■ Passage shown
The put/call ratio is a tool gauging how the market feels about a currency. The ratio is derived by dividing the number of recently traded put options by the number of recent call options. The result is a fraction that represents what traders expect the currency to do. If the ratio goes up, traders are pessimistic and expect the currency to fall. This is helpful, because it is not always easy to quantify what the market is expecting. The put-call ratio puts an objective number on it and lets you know how much change to expect.
Implied volatility is even more arcane and difficult to calculate. For this to be useful, you need a software platform that does the legwork for you. Essentially, implied volatility calculates the likelihood that a given currency will become volatile in the future. For this to work, the tool assumes the Black-Scholes pricing model. Implied volatility works on the assumption that a risk of volatility will be priced into options premiums. Quiet markets will have lower options premiums as a result, indicating a lower implied volatility.

■ Stored data
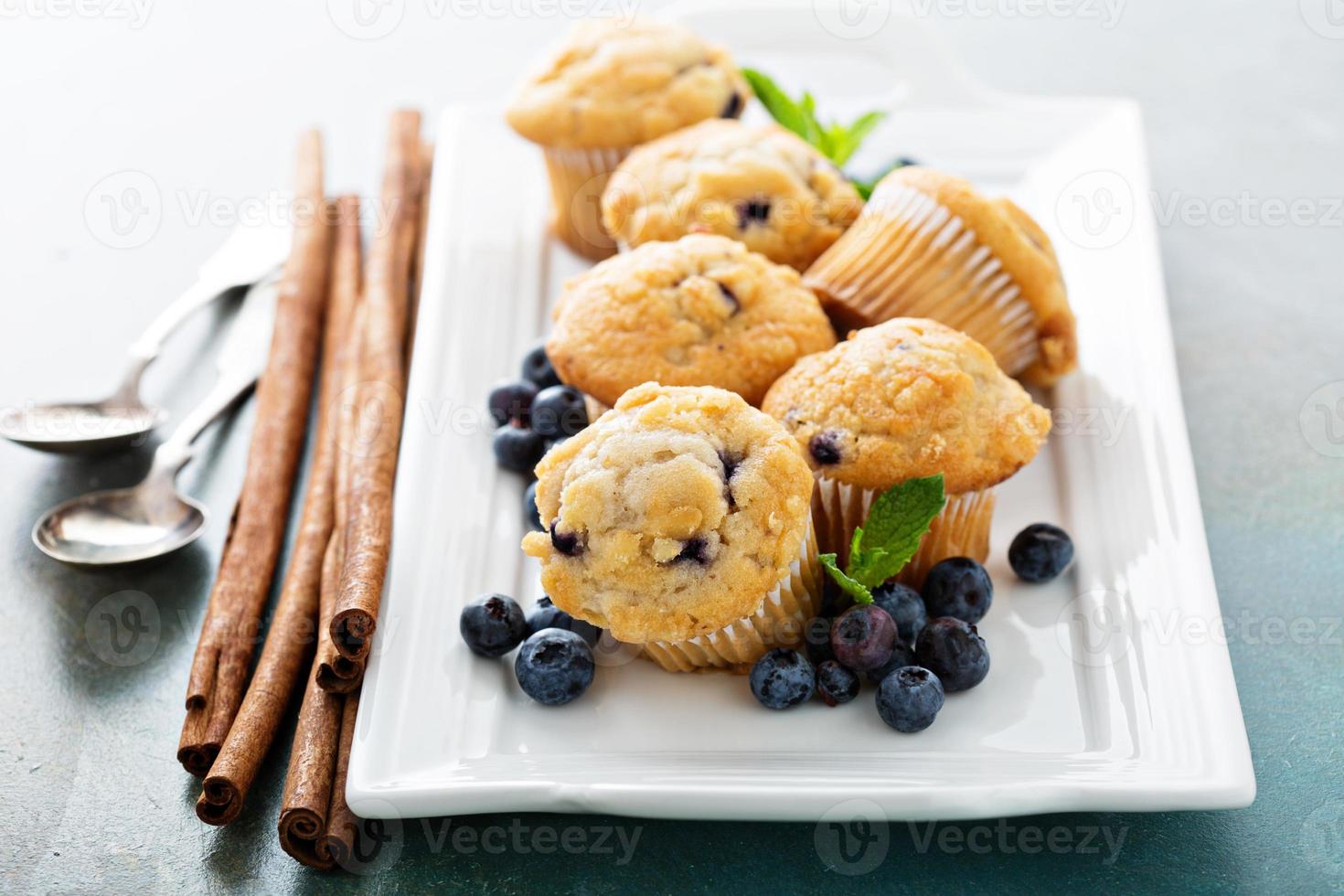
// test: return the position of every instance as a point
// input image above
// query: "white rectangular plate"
(1109, 690)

■ Exercise A
Recast the paragraph of the passage on options indicators that begins "Implied volatility is even more arcane" as a short bulleted list that keeps its main facts.
■ Exercise B
Answer these questions from the passage on options indicators:
(i) How is the put/call ratio calculated?
(ii) What does a rising put/call ratio say about traders?
(iii) Which pricing model does implied volatility assume?
■ Exercise C
Continue the passage on options indicators, starting after its final sentence about quiet markets and lower implied volatility.
The listing above has no role in any of these tasks.

■ Reply A
- Implied volatility is harder to calculate than the put/call ratio and requires a software platform to do the work.
- It estimates how likely a currency is to become volatile in the future.
- It assumes the Black-Scholes pricing model.
- It relies on the idea that the risk of volatility is priced into options premiums.
- Quiet markets have lower premiums and therefore lower implied volatility.

■ Reply B
(i) By dividing the number of recently traded put options by the number of recent call options.
(ii) They are pessimistic and expect the currency to fall.
(iii) The Black-Scholes pricing model.

■ Reply C
This tool is helpful as long as you don’t make too much of it. Recent studies demonstrate that the method works in the short term—about a month at the most. In the longer term, there are too many uncertainties involved to make a genuinely objective analysis. The benefit of implied volatility is that it helps you quantify your risks before taking on more financial exposure.
So recognizing the power of economic indicators to control the market, how do you respond to maximize your profits?
The most basic idea is to respond more quickly than everyone else. This is why leading indicators are so important. You can make money anytime you have advanced information and can predict the direction a currency pair is going. The degree of confidence you have should be reflected in the amount of leverage you use.
Another way to benefit is by following trends. This is less profitable, but the concept is simply that the market will only realize what is happening gradually. If you see a trend in a currency pair and know that it is happening because of an announcement, you might be able to benefit from the rest of the trend. Be careful, however. This strategy works best when you’ve corroborated the trend by looking at previous announcements. Certain economic indicators drive the market into longer-term trends than others.
On the most conservative side of the scale, the point of economic indicators is to help you evaluate what is really happening in the market and predict a long-term trend in a nation’s economy. This can be challenging because of conflicting reports. You may also find that even if you’re right in the long-term, it can take the market a long time to recognize the facts and move that way. If you plan to use economic indicators this way, be willing to spend a lot of time researching and expect not to see immediate results.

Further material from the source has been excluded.